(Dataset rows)
>>
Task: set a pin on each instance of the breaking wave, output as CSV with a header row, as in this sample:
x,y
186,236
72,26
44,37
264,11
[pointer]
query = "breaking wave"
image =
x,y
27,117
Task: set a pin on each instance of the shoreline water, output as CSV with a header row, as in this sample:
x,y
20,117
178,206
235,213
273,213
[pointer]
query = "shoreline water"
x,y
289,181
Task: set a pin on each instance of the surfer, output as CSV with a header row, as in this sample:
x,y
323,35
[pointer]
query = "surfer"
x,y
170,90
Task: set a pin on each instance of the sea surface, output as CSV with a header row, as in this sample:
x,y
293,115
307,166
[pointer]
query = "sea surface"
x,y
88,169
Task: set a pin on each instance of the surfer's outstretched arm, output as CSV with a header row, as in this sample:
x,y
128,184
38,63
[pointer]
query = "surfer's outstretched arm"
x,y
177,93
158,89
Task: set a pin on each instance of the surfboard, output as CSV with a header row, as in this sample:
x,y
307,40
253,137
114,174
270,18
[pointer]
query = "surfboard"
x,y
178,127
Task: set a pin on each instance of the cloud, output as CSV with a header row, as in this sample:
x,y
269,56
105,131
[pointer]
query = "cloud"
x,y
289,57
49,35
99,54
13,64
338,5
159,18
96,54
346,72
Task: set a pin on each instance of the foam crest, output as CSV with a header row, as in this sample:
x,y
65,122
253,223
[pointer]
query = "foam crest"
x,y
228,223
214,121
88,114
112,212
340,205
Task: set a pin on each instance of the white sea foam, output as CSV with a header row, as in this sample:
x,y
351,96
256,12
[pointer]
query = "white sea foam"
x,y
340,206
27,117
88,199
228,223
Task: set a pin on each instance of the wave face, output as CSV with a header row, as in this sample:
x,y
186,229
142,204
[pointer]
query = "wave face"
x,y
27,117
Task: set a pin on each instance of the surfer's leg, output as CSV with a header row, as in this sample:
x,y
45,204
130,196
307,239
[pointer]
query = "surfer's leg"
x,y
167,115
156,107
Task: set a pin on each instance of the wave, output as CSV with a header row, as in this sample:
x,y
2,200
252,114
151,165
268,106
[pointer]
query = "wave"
<<
- WHAT IS REQUIRED -
Quote the whole listing above, leaving nothing out.

- TASK ANSWER -
Task: set a pin on each instance of the breaking wave, output as CSV with a header row, as in this sample:
x,y
186,236
72,26
44,37
264,11
[pointer]
query = "breaking wave"
image =
x,y
27,117
Task: set a pin on each instance of the shoreline water, output as CSV with a header row, as in this sample:
x,y
20,117
178,206
235,213
273,213
[pointer]
query = "shoreline water"
x,y
289,181
Task: set a pin on each instance of the surfer, output as CSV with a header row, as in this sample:
x,y
323,35
[pointer]
query = "surfer"
x,y
170,90
Task: set a pin on each instance of the sea surface, output as CSV with a header row, as in this sample:
x,y
293,115
307,166
[pointer]
query = "sea surface"
x,y
88,169
Task: set a pin on each instance of the surfer's outstretched arm, output as CSV with a header row, as in this sample:
x,y
128,184
38,63
[pointer]
query = "surfer's outstretched arm"
x,y
177,93
158,89
Task: set a pin on each instance of the surfboard, output as CSV with a header row, as in this sample:
x,y
307,40
253,137
114,174
270,18
[pointer]
query = "surfboard"
x,y
178,127
Task: set a pin on each instance of the cloud, output as CSV with a header row, as in this sample:
x,y
269,56
105,131
[pointer]
query = "cloud"
x,y
289,57
49,35
99,54
13,64
338,5
159,18
96,54
346,72
Task: set a pin on each instance of the foam crest, output as CSV with a header row, as in this sample:
x,y
65,122
253,223
[pointer]
query = "foam crest"
x,y
228,223
214,121
88,114
112,212
340,205
Task: set a pin on each instance of the white sea foam, output as CSV with a header row, as in this sample:
x,y
351,96
256,12
[pointer]
query = "white sea foam"
x,y
340,206
27,117
88,199
228,223
Task: set a pin on each instance of the wave face, output as CSV with a header row, as in this sample:
x,y
186,229
142,204
[pointer]
query = "wave face"
x,y
27,117
Task: set a pin on each instance of the surfer's leg, output as CSV with a header row, as in this sample:
x,y
45,204
130,196
307,239
[pointer]
query = "surfer's leg"
x,y
167,115
156,107
Task: set a pin on each instance of the wave, output as CSV with a header row, as in this sample:
x,y
2,200
252,114
151,165
268,106
[pointer]
query = "wave"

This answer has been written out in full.